- _Work to be completed_:
Everything from the line containing "the spider's abdomen" through the last line of the records must be returned verbatim, and nothing outside that range.

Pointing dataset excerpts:
══════════════════════════════

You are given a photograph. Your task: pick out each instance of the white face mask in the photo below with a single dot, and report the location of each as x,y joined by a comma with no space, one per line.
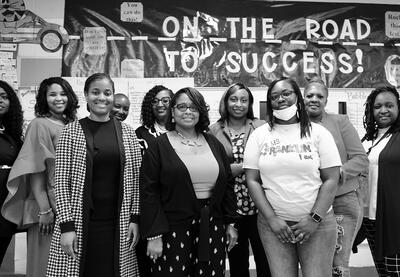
286,113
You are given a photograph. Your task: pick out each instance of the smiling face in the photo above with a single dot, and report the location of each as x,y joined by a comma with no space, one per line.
4,102
185,113
57,99
315,99
282,95
386,109
161,104
99,97
120,109
238,104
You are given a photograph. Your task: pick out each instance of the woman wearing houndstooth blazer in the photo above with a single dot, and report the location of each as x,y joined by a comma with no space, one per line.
97,192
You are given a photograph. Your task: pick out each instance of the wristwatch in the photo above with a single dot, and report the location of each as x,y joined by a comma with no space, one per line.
316,217
233,226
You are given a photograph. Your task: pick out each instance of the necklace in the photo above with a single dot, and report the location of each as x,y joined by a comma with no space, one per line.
189,142
235,133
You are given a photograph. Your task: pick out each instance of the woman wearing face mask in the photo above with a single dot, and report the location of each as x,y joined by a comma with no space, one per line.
233,129
31,201
298,164
97,194
154,114
346,206
382,141
10,142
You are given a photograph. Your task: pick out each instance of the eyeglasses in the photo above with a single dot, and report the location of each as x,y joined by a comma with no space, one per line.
285,94
183,108
163,100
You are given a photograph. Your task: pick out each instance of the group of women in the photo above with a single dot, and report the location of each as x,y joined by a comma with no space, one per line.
289,186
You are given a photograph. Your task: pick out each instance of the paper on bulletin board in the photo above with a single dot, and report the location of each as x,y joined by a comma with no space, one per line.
132,68
132,12
135,89
139,87
8,63
27,97
94,41
355,108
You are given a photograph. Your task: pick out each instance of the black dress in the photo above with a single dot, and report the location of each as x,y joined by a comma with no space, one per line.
8,154
101,257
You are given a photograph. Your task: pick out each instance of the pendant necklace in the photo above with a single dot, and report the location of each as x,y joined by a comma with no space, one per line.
189,142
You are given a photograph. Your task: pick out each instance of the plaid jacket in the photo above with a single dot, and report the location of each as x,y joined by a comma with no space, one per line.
69,188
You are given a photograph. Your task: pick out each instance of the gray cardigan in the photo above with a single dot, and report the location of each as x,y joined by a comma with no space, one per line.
352,153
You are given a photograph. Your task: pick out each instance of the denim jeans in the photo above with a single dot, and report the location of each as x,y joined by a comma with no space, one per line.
239,255
315,255
348,212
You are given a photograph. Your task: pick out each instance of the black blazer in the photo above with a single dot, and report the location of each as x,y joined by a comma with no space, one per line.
167,196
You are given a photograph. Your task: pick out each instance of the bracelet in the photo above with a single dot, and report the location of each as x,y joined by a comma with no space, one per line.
233,226
45,212
154,238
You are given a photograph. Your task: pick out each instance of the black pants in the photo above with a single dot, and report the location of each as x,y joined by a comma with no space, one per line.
144,261
238,263
4,242
390,265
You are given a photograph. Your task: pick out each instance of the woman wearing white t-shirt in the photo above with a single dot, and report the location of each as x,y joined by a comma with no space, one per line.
292,171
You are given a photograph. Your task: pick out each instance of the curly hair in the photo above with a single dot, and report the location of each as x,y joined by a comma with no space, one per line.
42,107
13,120
198,100
305,124
223,104
369,122
147,116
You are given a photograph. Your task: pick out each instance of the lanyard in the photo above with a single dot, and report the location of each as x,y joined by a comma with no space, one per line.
386,134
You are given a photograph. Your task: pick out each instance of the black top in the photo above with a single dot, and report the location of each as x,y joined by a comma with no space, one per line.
387,239
106,170
167,196
8,154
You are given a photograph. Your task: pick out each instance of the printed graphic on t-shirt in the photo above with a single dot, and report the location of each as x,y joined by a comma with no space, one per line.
274,147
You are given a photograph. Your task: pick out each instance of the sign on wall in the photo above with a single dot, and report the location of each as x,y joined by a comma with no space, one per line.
221,42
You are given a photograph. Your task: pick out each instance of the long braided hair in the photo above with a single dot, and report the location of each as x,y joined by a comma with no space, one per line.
13,119
369,122
147,116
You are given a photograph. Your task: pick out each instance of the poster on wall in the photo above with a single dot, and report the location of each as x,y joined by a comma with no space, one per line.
221,42
20,25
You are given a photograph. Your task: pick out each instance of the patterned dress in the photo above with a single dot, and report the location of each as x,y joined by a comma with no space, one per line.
74,157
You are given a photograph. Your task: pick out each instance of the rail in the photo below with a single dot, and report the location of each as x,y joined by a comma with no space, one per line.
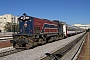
61,52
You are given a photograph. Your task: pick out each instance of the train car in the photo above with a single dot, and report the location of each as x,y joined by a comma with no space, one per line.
34,31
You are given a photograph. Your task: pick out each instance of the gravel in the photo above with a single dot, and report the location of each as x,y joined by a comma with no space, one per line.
38,52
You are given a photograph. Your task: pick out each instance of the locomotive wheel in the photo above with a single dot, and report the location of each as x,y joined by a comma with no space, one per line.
30,45
27,46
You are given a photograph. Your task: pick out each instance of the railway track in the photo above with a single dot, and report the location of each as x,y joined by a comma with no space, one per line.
61,52
9,52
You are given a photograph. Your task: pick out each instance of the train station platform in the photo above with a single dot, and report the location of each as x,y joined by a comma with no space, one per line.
85,52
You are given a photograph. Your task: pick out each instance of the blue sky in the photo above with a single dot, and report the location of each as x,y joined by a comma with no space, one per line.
69,11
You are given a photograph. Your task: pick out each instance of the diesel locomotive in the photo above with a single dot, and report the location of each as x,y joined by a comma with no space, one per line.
34,31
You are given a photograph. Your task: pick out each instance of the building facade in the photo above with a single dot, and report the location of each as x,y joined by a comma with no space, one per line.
84,26
7,18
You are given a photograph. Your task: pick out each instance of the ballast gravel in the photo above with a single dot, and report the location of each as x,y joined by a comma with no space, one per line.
38,52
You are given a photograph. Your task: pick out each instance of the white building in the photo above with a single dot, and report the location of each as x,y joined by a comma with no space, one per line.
84,26
7,18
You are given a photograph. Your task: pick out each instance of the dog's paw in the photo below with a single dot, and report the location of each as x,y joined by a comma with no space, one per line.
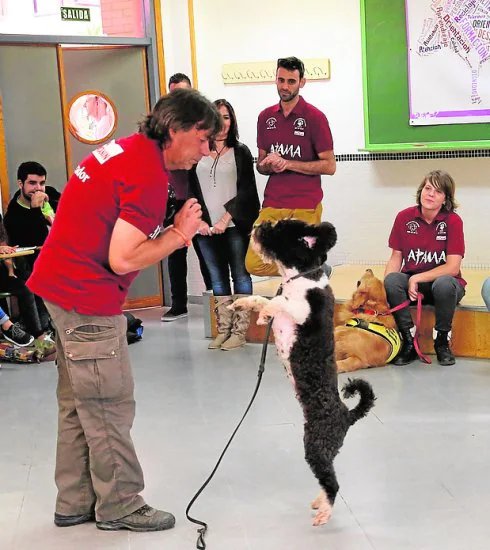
241,304
320,499
263,318
323,515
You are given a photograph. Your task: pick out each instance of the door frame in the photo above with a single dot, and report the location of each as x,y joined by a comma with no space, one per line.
156,86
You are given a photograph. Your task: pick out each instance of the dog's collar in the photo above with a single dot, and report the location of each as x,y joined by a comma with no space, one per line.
297,276
365,311
389,334
302,274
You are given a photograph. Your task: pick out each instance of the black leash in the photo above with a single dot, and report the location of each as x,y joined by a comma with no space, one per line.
201,544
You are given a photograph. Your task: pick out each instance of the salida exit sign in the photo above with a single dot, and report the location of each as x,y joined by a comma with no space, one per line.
75,14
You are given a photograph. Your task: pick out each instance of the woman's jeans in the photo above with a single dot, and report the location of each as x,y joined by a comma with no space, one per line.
444,294
224,253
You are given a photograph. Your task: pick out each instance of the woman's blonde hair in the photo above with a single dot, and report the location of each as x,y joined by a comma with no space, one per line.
443,181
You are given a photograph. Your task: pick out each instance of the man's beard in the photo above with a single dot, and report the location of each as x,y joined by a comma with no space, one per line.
290,97
25,197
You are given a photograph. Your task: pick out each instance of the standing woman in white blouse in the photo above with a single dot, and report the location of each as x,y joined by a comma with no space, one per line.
224,184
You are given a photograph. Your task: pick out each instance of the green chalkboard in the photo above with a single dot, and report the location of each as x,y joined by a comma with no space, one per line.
385,77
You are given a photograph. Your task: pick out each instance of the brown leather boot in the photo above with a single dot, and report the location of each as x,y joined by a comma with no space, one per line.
224,318
241,320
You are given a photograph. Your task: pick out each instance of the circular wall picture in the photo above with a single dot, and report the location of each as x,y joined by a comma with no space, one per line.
92,116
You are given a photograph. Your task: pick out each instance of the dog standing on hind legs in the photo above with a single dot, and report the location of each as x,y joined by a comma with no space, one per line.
303,331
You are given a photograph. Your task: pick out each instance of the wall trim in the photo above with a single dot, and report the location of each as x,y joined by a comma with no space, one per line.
192,38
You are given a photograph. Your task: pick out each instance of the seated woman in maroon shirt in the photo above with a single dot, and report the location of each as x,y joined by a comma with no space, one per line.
427,243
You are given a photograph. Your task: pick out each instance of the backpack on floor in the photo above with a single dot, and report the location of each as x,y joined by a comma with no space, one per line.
135,328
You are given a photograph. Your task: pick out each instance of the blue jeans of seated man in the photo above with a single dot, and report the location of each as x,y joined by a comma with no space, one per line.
444,294
223,254
485,292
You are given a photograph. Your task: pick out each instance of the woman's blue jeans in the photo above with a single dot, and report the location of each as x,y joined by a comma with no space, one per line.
223,254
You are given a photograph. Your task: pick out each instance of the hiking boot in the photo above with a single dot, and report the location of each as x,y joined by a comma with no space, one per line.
45,347
407,353
145,518
17,336
173,314
69,521
444,354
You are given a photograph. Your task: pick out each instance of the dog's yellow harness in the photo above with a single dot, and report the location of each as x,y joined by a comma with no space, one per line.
389,334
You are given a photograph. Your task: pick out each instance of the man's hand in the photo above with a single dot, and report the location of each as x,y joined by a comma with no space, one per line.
204,229
219,227
188,218
413,287
38,199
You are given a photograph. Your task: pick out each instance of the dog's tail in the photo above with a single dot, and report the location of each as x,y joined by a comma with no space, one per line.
366,402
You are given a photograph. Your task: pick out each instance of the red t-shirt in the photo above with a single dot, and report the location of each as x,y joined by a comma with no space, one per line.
423,245
122,179
300,136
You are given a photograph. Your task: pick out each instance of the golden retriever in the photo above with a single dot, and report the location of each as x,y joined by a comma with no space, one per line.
357,347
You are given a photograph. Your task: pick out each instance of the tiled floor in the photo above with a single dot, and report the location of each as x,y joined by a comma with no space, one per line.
414,475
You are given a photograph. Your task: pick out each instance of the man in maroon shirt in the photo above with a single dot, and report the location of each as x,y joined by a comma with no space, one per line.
427,246
295,149
108,227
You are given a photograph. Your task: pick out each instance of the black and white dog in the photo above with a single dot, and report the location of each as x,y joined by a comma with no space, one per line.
303,332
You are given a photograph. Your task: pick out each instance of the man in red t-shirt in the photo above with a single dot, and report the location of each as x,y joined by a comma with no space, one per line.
427,246
295,149
108,227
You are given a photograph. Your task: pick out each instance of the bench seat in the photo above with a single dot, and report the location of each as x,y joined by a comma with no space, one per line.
471,325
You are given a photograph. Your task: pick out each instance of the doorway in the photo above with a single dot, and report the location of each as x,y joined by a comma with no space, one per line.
39,83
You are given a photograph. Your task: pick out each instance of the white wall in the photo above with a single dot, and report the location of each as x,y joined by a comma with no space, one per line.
362,198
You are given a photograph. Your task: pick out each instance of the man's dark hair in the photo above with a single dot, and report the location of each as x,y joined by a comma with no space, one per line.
291,64
232,138
180,110
30,167
179,77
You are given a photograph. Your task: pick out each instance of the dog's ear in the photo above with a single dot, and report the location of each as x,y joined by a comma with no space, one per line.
327,234
310,241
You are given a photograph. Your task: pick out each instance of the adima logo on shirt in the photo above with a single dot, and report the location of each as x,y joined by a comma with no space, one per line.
285,150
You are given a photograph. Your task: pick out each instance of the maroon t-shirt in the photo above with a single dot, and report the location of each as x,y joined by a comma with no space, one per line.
423,245
122,179
301,136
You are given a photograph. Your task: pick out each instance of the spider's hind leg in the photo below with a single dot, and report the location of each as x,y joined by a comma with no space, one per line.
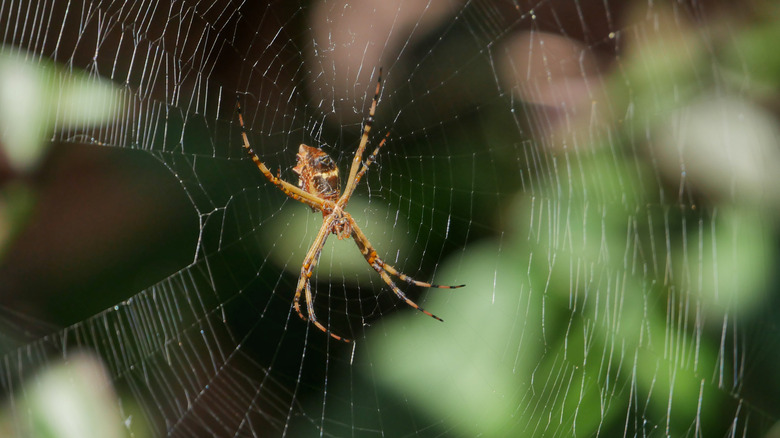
369,253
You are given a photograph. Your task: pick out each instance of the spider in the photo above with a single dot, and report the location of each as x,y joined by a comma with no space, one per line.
318,187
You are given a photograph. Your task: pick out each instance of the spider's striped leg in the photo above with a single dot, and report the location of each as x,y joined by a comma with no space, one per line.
371,158
358,159
369,253
304,281
411,280
288,189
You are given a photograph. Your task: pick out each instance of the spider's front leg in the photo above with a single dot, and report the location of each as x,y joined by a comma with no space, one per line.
304,281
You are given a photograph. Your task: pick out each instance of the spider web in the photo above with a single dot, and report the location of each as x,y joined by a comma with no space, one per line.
598,174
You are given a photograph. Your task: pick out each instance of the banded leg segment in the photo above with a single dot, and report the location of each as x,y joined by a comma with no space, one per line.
288,189
358,160
304,281
371,158
369,253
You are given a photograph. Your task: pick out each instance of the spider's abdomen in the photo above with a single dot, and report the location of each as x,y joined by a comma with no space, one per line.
317,173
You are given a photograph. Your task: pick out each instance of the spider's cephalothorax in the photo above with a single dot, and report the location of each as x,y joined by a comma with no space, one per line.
318,187
319,175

══════════════════════════════

- _Solution to this task_:
You are given a photograph. Your task: pick out each instance of the spider's abdomen in the photo above with a single dot, and report the location of each as x,y joined by a comma with no space, one per line.
317,173
You are given a photograph. Your task: pick out each instance of the spider's cephalothorax in the photo above with a single dot, and report the location of each as x,y joined by a comma with no space, one per line.
318,187
319,175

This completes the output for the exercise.